___ QUOTED TEXT ___

BURSTING AT THE SEAMS
An interview with CLOUDBURST writer/director, Thom Fitzgerald.

“Sometimes I blush watching the movie but I also know what I cut out, which is much, much worse.” This is a quote from mild-mannered filmmaker, Thom Fitzgerald. From the sounds of it, he is describing his latest film as some raunchy R-rated comedy where young men behave very badly, only this isn’t the case. He is actually talking about CLOUDBURST, his seventh feature film, that tells the story of two aging women who take a road trip to Canada to get married. It’s not what I was expecting either.

CLOUDBURST is based on Fitzgerald’s own 2010 play of the same name, but he probably knew all along the story would not stop there. “When I’m reading any book or watching any play, I am making into a film in my mind,” Fitzgerald shares with me, when me meet in person at the Toronto Inside Out Film Festival. “And it turned out that watching my own play was no different.”

___

#### EXERCISE AIM
Quote the Cloudburst interview word for word, from "BURSTING AT THE" up to and including "was expecting either.".

___ GIVEN DATA ___

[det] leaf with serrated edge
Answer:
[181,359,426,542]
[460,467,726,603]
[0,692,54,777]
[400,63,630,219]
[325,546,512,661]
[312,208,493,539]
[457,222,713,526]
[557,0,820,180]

___

#### COMPLETE RESPONSE
BURSTING AT THE SEAMS
An interview with CLOUDBURST writer/director, Thom Fitzgerald.

“Sometimes I blush watching the movie but I also know what I cut out, which is much, much worse.” This is a quote from mild-mannered filmmaker, Thom Fitzgerald. From the sounds of it, he is describing his latest film as some raunchy R-rated comedy where young men behave very badly, only this isn’t the case. He is actually talking about CLOUDBURST, his seventh feature film, that tells the story of two aging women who take a road trip to Canada to get married. It’s not what I was expecting either.